▶ What to do
Retype every line from the top of the entries down to the one with "shape [[229, 20]].", both included, and skip the pictures.

[[ Excerpted records, beginning ]]

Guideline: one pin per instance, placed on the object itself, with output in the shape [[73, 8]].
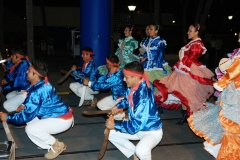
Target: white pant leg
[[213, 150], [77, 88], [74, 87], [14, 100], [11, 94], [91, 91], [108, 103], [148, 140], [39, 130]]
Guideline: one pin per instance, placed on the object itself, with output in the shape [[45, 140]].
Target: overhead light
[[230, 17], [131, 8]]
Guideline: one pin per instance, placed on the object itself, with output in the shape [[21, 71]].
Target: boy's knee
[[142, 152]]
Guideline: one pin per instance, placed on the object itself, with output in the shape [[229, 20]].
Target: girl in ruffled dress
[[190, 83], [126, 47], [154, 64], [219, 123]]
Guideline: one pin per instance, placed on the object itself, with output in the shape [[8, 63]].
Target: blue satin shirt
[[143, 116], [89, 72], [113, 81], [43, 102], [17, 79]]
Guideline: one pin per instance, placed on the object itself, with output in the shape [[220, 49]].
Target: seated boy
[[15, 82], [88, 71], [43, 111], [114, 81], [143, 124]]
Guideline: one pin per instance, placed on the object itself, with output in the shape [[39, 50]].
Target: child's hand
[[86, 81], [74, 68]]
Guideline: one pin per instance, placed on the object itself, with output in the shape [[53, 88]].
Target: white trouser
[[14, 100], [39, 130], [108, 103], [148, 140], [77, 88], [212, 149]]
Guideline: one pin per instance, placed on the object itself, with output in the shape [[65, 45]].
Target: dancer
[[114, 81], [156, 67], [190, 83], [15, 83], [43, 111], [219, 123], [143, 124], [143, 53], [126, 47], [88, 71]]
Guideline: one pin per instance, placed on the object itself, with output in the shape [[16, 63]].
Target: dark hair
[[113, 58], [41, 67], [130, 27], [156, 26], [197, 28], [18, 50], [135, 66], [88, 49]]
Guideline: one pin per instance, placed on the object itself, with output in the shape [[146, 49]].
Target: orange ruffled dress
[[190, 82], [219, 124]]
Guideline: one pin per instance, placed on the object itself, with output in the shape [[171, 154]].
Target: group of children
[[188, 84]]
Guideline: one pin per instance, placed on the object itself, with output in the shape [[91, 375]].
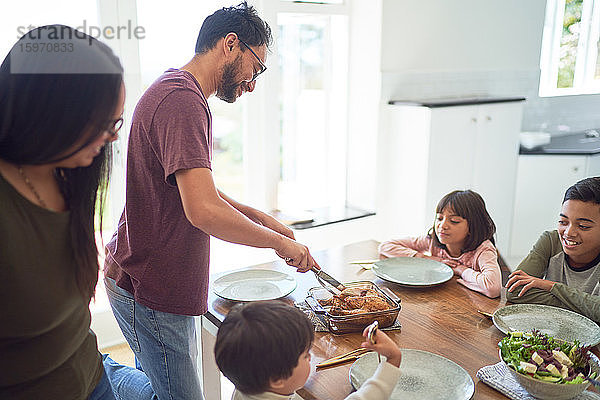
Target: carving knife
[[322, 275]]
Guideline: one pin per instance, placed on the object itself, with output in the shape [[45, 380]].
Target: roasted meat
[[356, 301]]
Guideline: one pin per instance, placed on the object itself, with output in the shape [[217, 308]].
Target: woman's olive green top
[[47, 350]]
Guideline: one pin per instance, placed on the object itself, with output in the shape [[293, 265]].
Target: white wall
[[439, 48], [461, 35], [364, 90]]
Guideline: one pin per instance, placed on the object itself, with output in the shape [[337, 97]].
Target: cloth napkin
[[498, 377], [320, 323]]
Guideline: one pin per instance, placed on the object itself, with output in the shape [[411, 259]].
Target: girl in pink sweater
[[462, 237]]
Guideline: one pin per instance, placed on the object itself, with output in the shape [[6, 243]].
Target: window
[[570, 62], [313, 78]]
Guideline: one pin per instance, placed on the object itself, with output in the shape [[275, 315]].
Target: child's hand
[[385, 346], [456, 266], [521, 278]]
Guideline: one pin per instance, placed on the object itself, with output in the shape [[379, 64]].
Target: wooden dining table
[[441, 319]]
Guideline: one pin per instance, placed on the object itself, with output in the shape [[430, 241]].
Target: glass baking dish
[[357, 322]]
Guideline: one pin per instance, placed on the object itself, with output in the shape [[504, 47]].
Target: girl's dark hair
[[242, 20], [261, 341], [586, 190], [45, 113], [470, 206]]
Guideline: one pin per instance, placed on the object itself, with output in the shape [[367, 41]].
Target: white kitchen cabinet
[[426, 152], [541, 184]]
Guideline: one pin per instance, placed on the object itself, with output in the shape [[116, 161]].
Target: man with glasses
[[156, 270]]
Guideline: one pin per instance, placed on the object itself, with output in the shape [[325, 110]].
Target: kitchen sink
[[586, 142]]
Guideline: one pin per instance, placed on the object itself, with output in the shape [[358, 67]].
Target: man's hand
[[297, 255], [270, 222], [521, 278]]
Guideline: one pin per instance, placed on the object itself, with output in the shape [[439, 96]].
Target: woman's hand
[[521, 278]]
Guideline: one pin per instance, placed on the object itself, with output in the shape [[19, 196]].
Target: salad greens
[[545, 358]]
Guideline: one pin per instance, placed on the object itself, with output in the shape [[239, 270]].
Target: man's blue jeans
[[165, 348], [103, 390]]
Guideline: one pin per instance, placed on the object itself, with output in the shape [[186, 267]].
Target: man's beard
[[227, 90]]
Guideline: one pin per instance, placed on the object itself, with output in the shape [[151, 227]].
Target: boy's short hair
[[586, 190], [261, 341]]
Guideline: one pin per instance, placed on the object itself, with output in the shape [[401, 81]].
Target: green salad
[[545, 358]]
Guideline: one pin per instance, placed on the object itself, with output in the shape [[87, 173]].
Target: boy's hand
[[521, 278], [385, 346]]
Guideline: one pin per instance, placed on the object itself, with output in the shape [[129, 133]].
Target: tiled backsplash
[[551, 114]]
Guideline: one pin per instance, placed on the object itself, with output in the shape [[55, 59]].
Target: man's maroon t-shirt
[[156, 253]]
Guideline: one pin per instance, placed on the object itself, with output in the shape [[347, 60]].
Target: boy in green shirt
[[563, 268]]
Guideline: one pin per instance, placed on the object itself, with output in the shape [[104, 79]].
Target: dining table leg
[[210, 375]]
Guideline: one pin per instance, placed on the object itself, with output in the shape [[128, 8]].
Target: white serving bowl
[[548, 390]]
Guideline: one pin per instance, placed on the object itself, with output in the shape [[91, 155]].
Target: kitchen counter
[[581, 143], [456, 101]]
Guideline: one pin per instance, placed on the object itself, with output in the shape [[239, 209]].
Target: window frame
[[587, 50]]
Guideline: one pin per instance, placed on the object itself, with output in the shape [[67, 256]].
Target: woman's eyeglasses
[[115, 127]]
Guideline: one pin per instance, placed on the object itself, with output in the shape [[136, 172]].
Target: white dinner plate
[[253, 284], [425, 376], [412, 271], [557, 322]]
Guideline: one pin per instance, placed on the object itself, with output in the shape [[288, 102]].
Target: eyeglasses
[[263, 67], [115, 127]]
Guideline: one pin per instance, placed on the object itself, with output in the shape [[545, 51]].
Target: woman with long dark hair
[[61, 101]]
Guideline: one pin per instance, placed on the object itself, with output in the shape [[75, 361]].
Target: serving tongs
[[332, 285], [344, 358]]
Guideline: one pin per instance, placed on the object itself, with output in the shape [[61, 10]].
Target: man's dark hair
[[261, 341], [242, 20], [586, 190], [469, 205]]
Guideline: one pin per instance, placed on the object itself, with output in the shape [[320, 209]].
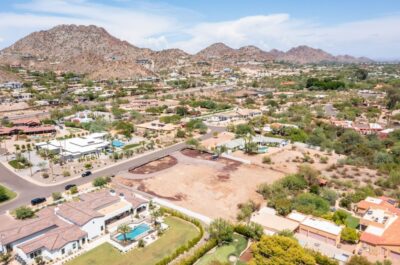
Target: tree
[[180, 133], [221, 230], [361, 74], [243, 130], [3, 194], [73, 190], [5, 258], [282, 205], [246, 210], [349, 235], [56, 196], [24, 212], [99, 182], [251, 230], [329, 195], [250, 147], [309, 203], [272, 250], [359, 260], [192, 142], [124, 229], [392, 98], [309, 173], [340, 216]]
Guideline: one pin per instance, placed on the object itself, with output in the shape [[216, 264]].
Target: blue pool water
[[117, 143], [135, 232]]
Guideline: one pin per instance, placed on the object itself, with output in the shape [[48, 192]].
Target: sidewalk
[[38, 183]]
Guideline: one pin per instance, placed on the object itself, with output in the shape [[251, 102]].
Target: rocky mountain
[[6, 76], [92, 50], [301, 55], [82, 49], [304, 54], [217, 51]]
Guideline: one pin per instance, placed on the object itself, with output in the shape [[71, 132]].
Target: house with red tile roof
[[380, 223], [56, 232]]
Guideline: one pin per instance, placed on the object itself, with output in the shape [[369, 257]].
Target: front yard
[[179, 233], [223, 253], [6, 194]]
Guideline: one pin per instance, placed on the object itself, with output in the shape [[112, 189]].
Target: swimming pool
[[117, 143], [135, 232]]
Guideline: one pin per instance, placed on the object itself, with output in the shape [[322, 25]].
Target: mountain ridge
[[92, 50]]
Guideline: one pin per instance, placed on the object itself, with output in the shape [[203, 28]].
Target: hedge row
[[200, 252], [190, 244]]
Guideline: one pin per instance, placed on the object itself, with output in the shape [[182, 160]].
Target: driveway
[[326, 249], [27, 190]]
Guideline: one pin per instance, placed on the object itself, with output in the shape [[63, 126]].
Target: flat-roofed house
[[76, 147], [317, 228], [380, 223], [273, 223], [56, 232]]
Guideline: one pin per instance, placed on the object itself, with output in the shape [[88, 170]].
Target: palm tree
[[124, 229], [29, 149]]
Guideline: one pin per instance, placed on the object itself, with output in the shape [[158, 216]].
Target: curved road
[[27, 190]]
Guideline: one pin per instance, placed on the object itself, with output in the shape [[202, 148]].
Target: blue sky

[[ Excerpted records, end ]]

▶ Reply
Guideline: one pin per instance, placed on the object itself, with output in the shape [[73, 8]].
Target: white pant leg
[[213, 150], [77, 88], [74, 87], [14, 100], [11, 94], [91, 91], [108, 103], [148, 140], [39, 130]]
Guideline: one pin per instance, placed on the object itself, with output in the shape [[45, 140]].
Target: overhead light
[[230, 17], [131, 8]]
Guideline: one pin per instance, placed on the object itself, with output in the shape [[21, 71]].
Target: boy's knee
[[142, 152]]
Guideline: one pin per instance, placed on the object itself, with output in the shape [[229, 20]].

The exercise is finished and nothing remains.